** START OF Data records **
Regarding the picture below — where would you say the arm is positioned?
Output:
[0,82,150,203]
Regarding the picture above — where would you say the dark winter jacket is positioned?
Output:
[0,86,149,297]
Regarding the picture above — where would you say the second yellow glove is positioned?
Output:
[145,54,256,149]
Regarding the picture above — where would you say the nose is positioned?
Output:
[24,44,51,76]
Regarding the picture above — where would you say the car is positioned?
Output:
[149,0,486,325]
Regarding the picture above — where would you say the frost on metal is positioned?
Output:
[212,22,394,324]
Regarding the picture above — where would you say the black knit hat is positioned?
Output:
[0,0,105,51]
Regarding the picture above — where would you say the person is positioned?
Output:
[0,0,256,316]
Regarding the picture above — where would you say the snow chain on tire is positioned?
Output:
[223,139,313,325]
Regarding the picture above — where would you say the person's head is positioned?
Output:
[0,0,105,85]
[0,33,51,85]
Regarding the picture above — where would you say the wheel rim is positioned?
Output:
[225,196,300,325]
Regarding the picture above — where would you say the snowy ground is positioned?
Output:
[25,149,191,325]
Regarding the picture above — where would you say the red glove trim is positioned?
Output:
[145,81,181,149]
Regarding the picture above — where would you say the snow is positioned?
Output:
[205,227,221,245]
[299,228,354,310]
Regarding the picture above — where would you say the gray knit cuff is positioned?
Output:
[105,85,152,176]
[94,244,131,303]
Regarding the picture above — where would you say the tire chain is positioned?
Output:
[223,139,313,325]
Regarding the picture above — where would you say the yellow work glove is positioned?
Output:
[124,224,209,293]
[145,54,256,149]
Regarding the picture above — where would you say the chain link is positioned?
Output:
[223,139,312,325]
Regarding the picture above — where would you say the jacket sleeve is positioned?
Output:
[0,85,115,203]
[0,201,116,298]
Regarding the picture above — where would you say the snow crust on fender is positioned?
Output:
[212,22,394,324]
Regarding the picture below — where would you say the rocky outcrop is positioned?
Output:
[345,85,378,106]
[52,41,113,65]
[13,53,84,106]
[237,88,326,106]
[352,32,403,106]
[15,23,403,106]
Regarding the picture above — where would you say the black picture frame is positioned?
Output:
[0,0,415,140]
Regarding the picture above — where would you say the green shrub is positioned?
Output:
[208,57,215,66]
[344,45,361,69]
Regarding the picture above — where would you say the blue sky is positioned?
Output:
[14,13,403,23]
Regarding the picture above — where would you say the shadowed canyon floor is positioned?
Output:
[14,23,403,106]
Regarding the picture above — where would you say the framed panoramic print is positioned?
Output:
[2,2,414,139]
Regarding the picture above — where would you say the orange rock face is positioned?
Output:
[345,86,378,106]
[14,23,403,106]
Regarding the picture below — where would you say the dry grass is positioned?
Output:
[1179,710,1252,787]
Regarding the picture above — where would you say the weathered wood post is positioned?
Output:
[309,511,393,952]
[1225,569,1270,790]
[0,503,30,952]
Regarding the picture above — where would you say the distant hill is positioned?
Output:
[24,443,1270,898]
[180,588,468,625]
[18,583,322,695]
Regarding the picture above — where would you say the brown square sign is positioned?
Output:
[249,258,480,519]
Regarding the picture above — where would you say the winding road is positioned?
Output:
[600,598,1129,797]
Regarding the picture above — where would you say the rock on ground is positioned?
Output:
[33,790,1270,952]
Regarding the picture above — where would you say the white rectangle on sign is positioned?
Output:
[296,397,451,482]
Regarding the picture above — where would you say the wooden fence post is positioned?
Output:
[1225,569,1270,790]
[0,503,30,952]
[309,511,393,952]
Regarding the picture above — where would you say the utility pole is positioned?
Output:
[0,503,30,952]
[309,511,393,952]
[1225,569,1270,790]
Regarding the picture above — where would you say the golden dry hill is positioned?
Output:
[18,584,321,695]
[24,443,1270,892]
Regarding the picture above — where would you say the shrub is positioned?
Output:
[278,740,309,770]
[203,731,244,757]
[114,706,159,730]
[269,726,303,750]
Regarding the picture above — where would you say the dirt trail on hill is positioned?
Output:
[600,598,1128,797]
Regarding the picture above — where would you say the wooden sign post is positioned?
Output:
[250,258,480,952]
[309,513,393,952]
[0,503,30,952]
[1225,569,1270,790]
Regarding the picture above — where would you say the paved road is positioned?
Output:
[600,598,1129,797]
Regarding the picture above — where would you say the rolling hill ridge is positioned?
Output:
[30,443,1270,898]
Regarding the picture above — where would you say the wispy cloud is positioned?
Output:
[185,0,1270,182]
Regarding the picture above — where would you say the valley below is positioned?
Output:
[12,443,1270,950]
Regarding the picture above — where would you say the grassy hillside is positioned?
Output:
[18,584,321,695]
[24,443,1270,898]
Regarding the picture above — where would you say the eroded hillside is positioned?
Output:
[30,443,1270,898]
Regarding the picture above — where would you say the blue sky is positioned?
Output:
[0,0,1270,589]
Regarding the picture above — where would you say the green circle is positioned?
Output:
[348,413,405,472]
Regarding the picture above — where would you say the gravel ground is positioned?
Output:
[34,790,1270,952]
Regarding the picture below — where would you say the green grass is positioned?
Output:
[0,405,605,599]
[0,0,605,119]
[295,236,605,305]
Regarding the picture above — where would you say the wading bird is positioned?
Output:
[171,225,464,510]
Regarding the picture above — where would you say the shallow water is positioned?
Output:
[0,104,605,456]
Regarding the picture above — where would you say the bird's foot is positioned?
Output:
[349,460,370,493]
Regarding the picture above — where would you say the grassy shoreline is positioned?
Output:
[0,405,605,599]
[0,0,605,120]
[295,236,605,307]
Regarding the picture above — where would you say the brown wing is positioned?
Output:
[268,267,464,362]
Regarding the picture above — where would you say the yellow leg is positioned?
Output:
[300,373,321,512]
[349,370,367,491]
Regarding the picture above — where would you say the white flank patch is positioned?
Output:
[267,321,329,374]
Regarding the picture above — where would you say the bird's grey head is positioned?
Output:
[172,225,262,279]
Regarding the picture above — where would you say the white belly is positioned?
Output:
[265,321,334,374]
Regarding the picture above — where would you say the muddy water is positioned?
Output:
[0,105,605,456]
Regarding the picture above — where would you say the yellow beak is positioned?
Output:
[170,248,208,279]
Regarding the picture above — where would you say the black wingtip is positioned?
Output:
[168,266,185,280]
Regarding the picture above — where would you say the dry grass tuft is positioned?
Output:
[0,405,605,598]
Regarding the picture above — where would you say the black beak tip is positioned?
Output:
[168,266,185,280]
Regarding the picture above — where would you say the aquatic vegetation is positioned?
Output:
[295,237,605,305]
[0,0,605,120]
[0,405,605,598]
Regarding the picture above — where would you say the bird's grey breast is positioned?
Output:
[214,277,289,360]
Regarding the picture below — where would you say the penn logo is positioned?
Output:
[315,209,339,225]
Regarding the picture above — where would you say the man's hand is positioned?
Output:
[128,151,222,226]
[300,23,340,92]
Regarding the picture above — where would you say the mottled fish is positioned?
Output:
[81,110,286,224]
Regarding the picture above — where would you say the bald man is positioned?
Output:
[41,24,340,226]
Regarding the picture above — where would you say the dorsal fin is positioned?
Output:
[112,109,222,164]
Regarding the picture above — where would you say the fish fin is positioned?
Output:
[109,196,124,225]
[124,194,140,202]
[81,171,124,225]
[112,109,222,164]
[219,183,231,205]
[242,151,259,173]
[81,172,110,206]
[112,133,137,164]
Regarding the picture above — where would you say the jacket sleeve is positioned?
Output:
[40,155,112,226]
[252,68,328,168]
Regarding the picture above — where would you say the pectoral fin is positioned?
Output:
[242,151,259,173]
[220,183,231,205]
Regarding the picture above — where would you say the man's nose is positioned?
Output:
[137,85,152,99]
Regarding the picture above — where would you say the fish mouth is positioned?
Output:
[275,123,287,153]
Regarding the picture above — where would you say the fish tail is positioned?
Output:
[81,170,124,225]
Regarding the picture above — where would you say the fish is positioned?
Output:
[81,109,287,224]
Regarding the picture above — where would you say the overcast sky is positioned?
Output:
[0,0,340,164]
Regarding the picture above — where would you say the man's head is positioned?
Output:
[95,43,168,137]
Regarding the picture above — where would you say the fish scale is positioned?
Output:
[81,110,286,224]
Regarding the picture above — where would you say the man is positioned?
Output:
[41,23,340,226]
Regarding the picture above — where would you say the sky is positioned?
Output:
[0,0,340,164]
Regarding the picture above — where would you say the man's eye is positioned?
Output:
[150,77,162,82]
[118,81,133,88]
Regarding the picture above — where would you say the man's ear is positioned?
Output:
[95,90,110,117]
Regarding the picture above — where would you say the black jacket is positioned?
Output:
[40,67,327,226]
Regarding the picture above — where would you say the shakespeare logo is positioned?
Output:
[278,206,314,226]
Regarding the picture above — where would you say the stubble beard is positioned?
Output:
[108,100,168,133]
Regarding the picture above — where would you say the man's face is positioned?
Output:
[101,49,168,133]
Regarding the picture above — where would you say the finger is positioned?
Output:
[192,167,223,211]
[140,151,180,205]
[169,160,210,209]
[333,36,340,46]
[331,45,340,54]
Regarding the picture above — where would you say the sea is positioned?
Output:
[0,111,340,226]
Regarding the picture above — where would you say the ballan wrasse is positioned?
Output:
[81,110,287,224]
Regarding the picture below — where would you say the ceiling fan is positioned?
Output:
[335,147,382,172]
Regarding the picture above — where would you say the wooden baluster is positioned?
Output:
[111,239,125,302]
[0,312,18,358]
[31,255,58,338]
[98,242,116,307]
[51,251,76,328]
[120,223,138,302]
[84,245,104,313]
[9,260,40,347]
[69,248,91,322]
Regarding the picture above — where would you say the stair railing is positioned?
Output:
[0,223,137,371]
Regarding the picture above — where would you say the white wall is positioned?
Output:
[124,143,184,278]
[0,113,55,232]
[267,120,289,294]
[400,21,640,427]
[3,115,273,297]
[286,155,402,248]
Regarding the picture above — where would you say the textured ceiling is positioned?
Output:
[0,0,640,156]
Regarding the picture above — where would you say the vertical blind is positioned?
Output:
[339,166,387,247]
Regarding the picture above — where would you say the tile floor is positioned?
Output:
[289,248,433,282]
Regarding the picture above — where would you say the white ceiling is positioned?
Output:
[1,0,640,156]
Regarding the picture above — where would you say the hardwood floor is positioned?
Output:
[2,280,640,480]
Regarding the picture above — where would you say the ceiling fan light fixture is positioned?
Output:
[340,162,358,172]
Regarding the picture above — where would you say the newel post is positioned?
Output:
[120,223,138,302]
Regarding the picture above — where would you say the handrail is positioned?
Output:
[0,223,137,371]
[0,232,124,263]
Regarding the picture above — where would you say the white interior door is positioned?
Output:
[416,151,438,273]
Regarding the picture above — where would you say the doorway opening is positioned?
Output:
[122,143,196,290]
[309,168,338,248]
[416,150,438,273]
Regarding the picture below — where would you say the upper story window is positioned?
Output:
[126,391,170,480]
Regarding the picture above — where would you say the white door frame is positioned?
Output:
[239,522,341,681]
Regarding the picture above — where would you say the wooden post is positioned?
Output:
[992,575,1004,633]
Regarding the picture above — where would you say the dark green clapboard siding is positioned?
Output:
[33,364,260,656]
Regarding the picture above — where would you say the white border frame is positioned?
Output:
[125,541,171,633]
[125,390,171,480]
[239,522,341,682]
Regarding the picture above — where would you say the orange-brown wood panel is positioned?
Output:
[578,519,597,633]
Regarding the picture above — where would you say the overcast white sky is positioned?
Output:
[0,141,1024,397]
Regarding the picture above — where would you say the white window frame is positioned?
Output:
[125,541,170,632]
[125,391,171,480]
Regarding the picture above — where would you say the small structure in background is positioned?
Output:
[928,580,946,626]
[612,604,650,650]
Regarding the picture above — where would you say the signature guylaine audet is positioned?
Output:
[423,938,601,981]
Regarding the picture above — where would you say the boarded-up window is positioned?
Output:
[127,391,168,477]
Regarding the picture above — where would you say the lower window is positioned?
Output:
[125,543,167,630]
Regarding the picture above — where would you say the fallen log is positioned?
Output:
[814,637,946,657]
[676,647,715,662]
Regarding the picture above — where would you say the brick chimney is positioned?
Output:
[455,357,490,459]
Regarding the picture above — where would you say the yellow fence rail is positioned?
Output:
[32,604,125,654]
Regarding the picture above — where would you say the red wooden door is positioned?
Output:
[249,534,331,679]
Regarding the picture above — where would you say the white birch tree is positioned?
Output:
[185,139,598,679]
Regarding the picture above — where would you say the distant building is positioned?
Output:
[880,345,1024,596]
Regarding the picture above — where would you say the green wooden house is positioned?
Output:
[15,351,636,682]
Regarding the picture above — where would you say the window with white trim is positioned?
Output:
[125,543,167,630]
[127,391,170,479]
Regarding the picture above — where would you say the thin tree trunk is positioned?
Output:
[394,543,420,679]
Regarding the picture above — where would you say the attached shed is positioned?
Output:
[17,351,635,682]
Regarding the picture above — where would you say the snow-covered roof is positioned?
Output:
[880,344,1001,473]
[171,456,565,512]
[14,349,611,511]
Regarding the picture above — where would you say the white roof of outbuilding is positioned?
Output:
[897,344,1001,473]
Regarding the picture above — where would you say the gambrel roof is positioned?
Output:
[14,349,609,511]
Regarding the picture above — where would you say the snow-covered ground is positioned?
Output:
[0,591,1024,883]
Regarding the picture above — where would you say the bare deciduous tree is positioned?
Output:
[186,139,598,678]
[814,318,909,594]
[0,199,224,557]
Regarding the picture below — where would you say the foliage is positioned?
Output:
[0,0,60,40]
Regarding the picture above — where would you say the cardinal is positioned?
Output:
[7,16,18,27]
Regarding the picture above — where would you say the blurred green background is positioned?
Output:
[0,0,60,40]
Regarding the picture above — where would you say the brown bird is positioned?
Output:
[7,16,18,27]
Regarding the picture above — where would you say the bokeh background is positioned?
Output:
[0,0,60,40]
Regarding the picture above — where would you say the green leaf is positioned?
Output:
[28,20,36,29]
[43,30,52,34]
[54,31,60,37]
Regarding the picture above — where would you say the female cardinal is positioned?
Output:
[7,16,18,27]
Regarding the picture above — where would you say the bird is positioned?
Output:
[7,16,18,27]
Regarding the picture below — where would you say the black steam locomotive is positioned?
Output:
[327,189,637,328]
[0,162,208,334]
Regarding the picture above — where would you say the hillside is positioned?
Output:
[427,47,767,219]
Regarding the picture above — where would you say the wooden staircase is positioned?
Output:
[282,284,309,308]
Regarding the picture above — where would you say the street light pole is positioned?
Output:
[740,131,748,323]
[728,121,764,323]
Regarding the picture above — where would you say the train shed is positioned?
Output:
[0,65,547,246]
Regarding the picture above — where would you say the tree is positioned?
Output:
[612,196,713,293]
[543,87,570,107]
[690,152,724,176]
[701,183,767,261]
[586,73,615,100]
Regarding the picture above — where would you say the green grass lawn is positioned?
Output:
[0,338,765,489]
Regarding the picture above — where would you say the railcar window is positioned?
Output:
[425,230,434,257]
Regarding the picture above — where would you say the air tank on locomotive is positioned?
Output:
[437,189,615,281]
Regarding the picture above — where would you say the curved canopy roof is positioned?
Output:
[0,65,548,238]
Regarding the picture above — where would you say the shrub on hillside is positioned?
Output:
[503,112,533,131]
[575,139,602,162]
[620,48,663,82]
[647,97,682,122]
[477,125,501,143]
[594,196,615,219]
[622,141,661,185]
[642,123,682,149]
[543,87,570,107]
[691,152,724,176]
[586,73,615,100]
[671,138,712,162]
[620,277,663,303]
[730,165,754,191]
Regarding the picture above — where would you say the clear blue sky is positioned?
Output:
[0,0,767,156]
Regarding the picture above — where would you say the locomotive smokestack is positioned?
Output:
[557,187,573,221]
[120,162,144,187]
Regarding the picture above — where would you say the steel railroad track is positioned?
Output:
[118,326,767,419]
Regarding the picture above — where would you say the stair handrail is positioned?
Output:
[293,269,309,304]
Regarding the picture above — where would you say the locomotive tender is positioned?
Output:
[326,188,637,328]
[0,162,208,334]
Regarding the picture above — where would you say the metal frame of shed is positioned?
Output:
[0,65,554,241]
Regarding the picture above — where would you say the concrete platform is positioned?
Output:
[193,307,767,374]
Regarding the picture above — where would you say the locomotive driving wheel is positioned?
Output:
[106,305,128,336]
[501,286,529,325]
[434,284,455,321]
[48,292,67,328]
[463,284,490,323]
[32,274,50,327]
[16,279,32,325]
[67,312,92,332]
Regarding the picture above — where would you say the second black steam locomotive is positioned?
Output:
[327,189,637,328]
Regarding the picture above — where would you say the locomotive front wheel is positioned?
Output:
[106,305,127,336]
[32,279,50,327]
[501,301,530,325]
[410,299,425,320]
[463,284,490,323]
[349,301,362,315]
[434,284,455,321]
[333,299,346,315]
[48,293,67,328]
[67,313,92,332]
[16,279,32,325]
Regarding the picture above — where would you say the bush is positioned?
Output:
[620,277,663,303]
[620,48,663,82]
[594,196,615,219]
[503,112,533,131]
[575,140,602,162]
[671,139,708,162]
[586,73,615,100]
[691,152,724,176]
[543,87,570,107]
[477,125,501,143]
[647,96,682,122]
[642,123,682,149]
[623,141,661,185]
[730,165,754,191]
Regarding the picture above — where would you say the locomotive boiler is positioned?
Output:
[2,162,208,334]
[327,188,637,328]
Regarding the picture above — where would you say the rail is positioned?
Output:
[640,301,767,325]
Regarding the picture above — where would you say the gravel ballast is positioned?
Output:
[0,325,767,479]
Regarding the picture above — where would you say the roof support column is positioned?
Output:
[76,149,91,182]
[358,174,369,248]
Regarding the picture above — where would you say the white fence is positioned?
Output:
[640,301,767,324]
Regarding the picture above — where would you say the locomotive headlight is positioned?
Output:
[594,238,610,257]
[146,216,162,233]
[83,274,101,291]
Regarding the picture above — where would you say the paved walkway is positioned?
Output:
** END OF Data records **
Rewrite the stretch of the listing from the line containing "Regarding the picture above — where would you say the muddy" through the line containing "[300,23,340,92]", renaming every "Output" to "Result" and leaving all else unchanged.

§ **Answer below**:
Regarding the picture above — where would you say the muddy water is positioned?
Result:
[0,105,605,456]
Regarding the picture above — where would you say the yellow beak is positioned?
Result:
[170,248,208,279]
Regarding the picture above — where would you say the black wingtip is positioned?
Result:
[168,266,185,280]
Regarding the picture above — where would you say the dry grass tuft is positioned?
Result:
[0,405,605,598]
Regarding the picture above — where would you say the black beak tip is positioned?
Result:
[168,266,185,280]
Regarding the picture above — where would you say the aquatic vegetation is positioned?
Result:
[295,237,605,305]
[0,0,605,120]
[0,405,605,598]
Regarding the picture above — where would you say the bird's grey breast is positioned?
Result:
[214,277,289,360]
Regarding the picture below — where would you say the penn logo is positioned?
Result:
[315,209,339,225]
Regarding the picture above — where would you say the man's hand is positioned?
Result:
[128,151,222,226]
[300,23,340,92]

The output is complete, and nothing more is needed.